Data listing:
☆ ☆ ☆ ☆

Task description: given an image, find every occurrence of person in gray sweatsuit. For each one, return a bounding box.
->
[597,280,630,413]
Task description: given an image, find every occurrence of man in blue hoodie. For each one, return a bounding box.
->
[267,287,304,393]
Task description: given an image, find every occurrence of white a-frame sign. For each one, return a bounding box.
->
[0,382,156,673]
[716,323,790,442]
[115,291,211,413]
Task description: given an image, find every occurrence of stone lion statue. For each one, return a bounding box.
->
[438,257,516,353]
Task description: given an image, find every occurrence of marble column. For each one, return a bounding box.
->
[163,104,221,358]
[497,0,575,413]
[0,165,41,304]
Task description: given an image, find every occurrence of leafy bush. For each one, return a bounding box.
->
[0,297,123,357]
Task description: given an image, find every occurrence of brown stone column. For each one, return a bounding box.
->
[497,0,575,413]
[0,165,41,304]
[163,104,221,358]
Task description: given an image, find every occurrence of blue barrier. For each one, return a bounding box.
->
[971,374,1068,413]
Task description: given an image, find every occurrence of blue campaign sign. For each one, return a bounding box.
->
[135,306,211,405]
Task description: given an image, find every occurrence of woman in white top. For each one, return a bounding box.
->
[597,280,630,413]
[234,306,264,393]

☆ ☆ ☆ ☆

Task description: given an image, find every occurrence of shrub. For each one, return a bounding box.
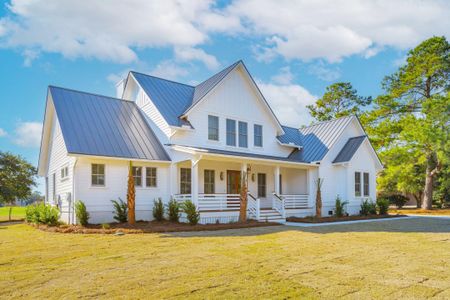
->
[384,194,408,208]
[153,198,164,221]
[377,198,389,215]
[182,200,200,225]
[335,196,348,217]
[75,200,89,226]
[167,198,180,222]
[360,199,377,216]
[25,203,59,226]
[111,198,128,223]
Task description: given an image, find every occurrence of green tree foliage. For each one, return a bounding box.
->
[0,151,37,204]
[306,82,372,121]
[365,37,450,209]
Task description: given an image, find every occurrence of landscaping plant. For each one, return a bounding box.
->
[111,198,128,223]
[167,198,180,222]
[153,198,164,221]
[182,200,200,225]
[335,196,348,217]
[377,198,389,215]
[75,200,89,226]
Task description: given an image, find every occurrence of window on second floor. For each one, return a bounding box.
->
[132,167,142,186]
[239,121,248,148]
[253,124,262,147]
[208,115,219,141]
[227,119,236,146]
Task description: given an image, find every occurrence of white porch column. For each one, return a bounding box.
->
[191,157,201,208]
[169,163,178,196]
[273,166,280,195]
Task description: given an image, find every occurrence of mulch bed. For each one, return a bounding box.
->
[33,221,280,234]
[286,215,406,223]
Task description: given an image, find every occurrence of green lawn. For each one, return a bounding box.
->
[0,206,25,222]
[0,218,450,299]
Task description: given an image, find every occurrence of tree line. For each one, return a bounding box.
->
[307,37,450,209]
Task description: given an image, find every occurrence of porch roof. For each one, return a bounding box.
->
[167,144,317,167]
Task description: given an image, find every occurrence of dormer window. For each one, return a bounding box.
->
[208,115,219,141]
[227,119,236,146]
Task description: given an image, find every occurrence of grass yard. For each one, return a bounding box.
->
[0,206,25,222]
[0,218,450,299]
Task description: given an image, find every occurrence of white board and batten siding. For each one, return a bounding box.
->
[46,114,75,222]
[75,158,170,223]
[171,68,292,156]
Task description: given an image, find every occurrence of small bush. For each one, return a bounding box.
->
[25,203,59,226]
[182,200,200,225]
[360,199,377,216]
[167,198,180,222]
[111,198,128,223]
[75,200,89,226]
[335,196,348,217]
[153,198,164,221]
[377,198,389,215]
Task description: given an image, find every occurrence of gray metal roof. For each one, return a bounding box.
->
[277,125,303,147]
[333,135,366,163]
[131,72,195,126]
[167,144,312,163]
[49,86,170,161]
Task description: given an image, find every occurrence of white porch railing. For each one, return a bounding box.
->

☆ ☆ ☆ ☆

> **WHAT TO PRODUCE**
Copy out the items from the line containing "Task description: given an image, find every occurrence of man" through the line containing "[135,306,211,405]", with the requests included. Multiply every bounding-box coordinate in the answers by 1.25 and round to whole numbers, with halves rounding up.

> **SOLUTION TO THE PROBLEM**
Task description: given an image, find every occurrence of man in blue hoodie. For each one, return a bounding box.
->
[334,359,380,491]
Task description: given an image, find every occurrence of white a-frame sign. For each one, return a bounding box.
->
[0,478,195,841]
[895,404,988,553]
[144,364,264,516]
Task description: given an image, find every occurrence of stone lion statue. For each one, return a bounding box.
->
[548,321,645,441]
Task description: given an image, find every occurrence of marble column. For each one, return a bounding box.
->
[204,130,276,448]
[621,0,719,516]
[0,206,51,380]
Task description: given an image, find every occurrence of leafy bush. For each one, return a bounding box.
->
[0,371,154,446]
Task description: given an image, find every occurrence of brown stone column. For each one, return a bounding box.
->
[621,0,719,516]
[0,206,51,380]
[204,130,276,448]
Task description: given an image, find every occurrence of blue barrier. For each one, return a bounding box.
->
[1214,468,1335,516]
Task description: given an image, find every occurrence of blue campaign sign. For each one, return a bounding box.
->
[169,383,264,506]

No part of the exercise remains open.